Stated task:
Rewrite the data below with "bird tail" changed to "bird wing" and everything else left unchanged.

Data shown:

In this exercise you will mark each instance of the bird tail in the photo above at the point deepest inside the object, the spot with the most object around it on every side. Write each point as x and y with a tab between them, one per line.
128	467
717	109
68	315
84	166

Completed task:
In this exercise you will mark each instance of the bird wing in the photo above at the point deepest inside the object, the spot with the most object around it on every side. Write each point as x and y with a tab between them, one per line.
128	467
717	109
68	315
84	166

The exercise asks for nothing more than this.